> _CHALLENGE_
Repeat the data word for word, starting at the line containing "Could you please locate the bar" and ending at the line containing "Could you please locate the corner". Include both of those lines and nothing else.

> _INPUT RECORDS_
## begin

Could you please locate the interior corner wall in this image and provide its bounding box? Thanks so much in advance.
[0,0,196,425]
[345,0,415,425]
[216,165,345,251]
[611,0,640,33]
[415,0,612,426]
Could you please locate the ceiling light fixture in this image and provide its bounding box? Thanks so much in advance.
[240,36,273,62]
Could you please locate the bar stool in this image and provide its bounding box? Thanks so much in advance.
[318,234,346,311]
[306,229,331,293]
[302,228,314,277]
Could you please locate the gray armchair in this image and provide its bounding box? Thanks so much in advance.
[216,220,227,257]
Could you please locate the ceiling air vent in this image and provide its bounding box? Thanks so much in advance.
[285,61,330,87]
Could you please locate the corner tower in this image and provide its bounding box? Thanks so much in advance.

## end
## begin

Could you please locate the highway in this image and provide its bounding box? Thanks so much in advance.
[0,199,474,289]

## end

> _RESULT OF THIS EXERCISE_
Could you please locate the bar stool in this image and provide its bounding box? Thanks so much in advance.
[318,234,346,311]
[306,229,331,293]
[302,228,314,277]
Could you please locate the gray armchair in this image and provide its bounding box? Thanks so much in advance.
[216,220,227,257]
Could you please locate the ceiling air vent in this image and provide its bounding box? Thanks so much in advance.
[285,61,330,87]
Could you please locate the corner tower in this image and provide its bounding box? Thanks so much in advance.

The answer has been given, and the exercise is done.